Required work.
Determine the number of lines in the listing below where the string "water" occurs; answer with the number alone.

Available data.
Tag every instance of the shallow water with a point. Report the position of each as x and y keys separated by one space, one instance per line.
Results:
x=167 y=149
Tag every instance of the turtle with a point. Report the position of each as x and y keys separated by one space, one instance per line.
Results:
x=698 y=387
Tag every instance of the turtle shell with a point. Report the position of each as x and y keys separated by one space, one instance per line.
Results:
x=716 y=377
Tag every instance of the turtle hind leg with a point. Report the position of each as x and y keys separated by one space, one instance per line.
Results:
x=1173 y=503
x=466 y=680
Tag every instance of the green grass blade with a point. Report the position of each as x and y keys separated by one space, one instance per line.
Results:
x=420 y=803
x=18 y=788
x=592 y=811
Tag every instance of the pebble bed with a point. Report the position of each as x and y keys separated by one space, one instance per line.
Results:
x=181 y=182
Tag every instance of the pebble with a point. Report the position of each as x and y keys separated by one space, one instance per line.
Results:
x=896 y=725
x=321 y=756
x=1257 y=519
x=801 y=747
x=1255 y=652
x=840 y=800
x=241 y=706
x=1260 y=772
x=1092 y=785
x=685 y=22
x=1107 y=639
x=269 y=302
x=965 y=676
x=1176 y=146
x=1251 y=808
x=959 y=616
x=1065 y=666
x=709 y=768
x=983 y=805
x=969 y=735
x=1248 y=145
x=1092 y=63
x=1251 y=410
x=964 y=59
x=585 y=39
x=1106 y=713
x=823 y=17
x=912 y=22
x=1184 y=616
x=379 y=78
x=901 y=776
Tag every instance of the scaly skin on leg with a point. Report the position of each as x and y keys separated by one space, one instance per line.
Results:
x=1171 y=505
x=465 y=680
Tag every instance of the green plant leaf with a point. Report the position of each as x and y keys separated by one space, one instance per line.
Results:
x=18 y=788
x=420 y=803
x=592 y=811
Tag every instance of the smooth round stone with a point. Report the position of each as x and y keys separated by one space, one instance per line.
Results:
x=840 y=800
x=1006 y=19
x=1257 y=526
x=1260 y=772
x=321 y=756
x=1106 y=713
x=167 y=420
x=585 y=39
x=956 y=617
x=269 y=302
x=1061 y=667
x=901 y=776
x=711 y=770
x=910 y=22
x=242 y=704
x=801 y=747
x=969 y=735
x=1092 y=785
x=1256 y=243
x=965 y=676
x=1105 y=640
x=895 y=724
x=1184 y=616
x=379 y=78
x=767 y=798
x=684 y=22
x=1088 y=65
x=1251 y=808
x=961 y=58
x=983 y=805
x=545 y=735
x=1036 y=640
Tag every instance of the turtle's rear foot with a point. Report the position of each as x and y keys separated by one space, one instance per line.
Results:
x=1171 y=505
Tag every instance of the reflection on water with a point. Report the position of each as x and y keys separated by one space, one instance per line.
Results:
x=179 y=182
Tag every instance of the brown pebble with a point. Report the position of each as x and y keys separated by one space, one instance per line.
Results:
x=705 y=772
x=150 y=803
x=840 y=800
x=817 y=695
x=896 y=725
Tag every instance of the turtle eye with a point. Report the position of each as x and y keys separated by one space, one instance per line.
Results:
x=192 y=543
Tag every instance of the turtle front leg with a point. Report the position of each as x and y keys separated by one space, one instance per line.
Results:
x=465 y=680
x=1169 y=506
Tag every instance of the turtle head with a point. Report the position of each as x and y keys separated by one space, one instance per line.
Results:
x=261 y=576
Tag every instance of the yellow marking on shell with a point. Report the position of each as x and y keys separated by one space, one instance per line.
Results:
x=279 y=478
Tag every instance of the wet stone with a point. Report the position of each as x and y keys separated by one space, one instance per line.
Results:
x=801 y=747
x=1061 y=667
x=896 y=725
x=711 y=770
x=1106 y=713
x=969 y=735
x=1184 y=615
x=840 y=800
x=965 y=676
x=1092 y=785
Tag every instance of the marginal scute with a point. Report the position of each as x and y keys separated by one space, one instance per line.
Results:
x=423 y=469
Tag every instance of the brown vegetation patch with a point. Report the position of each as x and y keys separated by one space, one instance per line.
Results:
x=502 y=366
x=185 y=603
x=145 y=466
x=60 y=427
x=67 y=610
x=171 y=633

Expected answer.
2